- Given instruction: Reproduce the rows that follow, swapping "even-odd rule" for "nonzero winding rule" and leaving everything else unchanged.

(Labeled region records)
- - - -

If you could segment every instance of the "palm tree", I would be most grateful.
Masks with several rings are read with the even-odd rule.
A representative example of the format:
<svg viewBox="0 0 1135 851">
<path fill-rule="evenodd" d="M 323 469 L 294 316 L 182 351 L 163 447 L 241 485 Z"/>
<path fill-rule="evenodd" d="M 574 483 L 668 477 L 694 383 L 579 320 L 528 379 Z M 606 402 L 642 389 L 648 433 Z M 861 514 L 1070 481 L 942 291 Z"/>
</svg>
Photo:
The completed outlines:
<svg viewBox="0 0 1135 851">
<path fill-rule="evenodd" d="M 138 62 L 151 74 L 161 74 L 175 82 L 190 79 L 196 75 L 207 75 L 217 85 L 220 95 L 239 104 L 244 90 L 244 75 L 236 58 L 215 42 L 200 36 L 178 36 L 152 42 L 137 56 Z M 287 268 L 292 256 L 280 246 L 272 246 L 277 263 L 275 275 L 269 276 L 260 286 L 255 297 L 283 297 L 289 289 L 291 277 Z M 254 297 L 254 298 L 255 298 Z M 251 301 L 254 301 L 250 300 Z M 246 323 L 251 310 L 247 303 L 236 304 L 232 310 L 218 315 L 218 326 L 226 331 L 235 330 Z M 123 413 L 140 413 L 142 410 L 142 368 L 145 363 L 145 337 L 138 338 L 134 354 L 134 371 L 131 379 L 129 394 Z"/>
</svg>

- - - -

- Solution:
If you could segment every instance of the "palm tree", I would be most grateful.
Masks with several rings are read with the nonzero winding rule.
A representative example of the format:
<svg viewBox="0 0 1135 851">
<path fill-rule="evenodd" d="M 323 469 L 294 316 L 182 351 L 163 447 L 241 485 Z"/>
<path fill-rule="evenodd" d="M 574 483 L 668 477 L 694 383 L 579 320 L 528 379 Z M 606 402 L 642 389 L 648 433 Z M 861 514 L 1070 481 L 942 291 Z"/>
</svg>
Photo:
The completed outlines:
<svg viewBox="0 0 1135 851">
<path fill-rule="evenodd" d="M 138 62 L 151 74 L 161 74 L 175 82 L 190 79 L 196 75 L 207 75 L 217 85 L 220 95 L 239 104 L 244 90 L 244 75 L 236 58 L 215 42 L 200 36 L 178 36 L 152 42 L 137 56 Z M 287 268 L 292 256 L 280 246 L 272 246 L 277 263 L 275 275 L 269 276 L 260 286 L 255 297 L 283 297 L 289 289 L 291 277 Z M 254 297 L 254 298 L 255 298 Z M 251 301 L 254 301 L 250 300 Z M 246 323 L 251 310 L 247 303 L 236 304 L 232 310 L 218 315 L 218 326 L 226 331 L 235 330 Z M 123 413 L 140 413 L 142 410 L 142 368 L 145 363 L 145 337 L 138 338 L 134 354 L 134 371 L 131 379 L 129 394 Z"/>
</svg>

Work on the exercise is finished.